Extracted text>
━━━━

Thursday, September 25, 2008

The Yellow Wallpaper

"The Yellow Wallpaper", by Charlotte Gilman, was a bizarre but interesting short story that through me to the wall. In the beginning of the story we were told that she is suffering from a nervous condition and feels unwell. Her husband John, who also is her doctor denies that anything is wrong with her but nonetheless she has to “have a schedule prescription for each hour in the day”, weird? Why are her husband and brother denying the fact that something is wrong with her? In my opinion, I think they just didn’t know how to deal with it and kept thinking that she will get better. Why to you think they were so in denial?

As the story progresses, she is more, and more fantasized about the yellow wallpaper in the bedroom. She hallucinates about the women in the wallpaper changing the designs on the wall at
night and also thinks the woman crawls away to fast to see her in the day time. This makes me believe that the woman on the wallpaper is a mirror image of herself for the fact that the woman is trapped, just like she is trapped, not able to do anything about her condition or her
life. This is a story that I hope I never get to relate too or experience!

1 comment:

Tom Lavazzi said...

About her husband being in denial--see my comments on Richard Capozzi's blog: this may say something about the discourse of science/medicine as is was understood at the time.

You're on the right track in the last paragraph, when you begin to see the protagonist's imaginative involvement with the wallpaper as symbolic of her mental/emotional, as well as socio-cultural, condition. See my comments on other journals, and follow this up in a detailed journal entry.

━━━━

Entries supplied>
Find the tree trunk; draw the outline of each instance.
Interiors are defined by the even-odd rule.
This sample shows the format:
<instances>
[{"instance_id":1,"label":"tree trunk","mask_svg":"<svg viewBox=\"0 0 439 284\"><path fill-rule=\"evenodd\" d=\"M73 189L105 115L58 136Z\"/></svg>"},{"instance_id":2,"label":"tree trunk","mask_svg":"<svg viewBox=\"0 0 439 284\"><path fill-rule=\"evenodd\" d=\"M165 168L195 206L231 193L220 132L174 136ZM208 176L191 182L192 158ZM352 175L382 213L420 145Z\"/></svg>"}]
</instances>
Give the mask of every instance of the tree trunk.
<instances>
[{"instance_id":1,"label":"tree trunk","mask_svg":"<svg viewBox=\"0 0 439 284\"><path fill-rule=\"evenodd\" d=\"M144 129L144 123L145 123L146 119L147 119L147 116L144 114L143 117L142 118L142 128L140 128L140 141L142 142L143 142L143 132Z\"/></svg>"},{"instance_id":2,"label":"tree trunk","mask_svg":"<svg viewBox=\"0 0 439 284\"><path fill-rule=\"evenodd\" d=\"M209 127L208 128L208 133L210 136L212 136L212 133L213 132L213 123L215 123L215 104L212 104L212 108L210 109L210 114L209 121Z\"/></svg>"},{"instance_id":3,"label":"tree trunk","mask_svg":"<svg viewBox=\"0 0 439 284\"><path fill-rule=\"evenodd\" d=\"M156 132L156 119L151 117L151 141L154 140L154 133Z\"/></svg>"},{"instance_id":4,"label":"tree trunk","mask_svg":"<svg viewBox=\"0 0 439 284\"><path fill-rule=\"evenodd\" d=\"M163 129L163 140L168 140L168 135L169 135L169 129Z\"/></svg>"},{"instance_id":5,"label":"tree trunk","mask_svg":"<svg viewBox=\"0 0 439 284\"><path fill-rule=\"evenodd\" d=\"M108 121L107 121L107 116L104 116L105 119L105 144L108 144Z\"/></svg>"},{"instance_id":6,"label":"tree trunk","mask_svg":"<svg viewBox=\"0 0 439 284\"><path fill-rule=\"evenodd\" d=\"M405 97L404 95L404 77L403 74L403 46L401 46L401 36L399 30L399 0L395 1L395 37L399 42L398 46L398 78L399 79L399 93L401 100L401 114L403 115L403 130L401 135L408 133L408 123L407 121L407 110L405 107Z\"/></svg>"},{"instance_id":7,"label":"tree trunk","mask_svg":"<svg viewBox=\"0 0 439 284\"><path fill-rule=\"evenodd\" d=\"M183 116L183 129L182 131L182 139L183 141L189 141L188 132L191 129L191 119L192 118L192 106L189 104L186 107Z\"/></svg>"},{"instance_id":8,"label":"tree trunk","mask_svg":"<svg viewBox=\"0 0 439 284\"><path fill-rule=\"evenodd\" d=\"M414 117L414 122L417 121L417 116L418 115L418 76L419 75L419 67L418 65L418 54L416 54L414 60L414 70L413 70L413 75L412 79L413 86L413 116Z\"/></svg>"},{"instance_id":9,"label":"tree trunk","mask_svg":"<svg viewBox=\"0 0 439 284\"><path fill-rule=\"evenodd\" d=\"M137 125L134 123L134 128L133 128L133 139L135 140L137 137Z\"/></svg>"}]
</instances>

━━━━

What this exercise asks>
1 – In the blog post, who is the woman's husband, and what is his profession?
2 – Please write out everything in the blog post from "As the story" down to "too or experience!", word for word.

Task answers>
1 – Her husband is John, who is also her doctor.

2 –
As the story progresses, she is more, and more fantasized about the yellow wallpaper in the bedroom. She hallucinates about the women in the wallpaper changing the designs on the wall at
night and also thinks the woman crawls away to fast to see her in the day time. This makes me believe that the woman on the wallpaper is a mirror image of herself for the fact that the woman is trapped, just like she is trapped, not able to do anything about her condition or her
life. This is a story that I hope I never get to relate too or experience!